— Start of Source material —

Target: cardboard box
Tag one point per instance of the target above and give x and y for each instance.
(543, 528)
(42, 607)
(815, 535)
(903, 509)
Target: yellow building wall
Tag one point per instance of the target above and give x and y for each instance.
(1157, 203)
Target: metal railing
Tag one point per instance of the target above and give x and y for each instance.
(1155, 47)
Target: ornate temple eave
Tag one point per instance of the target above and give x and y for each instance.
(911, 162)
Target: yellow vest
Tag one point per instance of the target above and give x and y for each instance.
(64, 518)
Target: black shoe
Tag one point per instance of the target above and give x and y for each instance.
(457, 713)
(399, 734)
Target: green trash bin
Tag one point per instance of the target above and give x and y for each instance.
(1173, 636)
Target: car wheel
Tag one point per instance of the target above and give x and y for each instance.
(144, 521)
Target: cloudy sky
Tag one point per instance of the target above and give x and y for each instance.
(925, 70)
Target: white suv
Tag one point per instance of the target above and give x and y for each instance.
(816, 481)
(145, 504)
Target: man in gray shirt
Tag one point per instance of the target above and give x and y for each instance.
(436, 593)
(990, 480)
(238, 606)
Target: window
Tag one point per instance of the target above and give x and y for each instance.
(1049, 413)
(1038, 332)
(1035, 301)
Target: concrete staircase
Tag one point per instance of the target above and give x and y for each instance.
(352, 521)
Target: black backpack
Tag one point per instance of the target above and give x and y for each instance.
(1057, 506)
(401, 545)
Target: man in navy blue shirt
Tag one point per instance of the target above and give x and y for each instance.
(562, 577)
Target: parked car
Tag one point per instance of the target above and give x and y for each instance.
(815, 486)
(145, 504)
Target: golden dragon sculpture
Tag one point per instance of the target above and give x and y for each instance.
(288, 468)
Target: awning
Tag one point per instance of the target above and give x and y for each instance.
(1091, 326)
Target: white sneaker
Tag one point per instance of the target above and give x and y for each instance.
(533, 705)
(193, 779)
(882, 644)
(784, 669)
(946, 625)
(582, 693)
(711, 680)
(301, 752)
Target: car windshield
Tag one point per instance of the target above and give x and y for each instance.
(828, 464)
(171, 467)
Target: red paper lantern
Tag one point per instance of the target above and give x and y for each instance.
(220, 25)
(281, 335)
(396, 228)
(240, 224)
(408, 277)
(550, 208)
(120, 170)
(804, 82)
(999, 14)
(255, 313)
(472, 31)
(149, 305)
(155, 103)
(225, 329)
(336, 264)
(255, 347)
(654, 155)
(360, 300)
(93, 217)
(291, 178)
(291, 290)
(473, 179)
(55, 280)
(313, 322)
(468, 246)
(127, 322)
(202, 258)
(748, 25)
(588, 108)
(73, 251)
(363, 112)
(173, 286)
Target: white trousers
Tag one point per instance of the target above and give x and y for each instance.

— End of Source material —

Copy the records from their start through the line containing "(1035, 301)", and change every "Tag" to "Mark". Leave everything else unchanged.

Written response
Target: cardboard box
Mark one point per instance of the target above and give x and y for each instance.
(543, 528)
(42, 607)
(815, 535)
(903, 509)
Target: yellow building wall
Mark one point per instance of the target above and give x and y for each instance.
(1157, 203)
Target: metal railing
Mark one point per instance of the target above and give x and y for each instance.
(1155, 47)
Target: ornate temple eave
Mark one point per instance of the target above and give x and y for each instance.
(911, 162)
Target: yellow vest
Mark one point per instance of the target above and give x and y for each instance.
(64, 518)
Target: black shoe
Mark one point per instance of the target above and give x and y for each instance.
(457, 713)
(399, 734)
Target: green trash bin
Mark one point per instance of the target above and give x and y for each instance.
(1173, 636)
Target: car wheel
Mark one point per instance of the target above and give x and y for each instance.
(144, 521)
Target: cloudy sky
Mark one point per instance of the target above and give x and y for each instance.
(925, 70)
Target: white suv
Mark one point per instance of the target above and give x and y for each instance.
(816, 481)
(145, 504)
Target: man in gray shirt
Mark one point per instance of the target above and give x and y for each instance.
(436, 593)
(990, 480)
(238, 606)
Target: window
Mark one point per instance of the target above and give x and y for each instance.
(1049, 413)
(1038, 332)
(1035, 301)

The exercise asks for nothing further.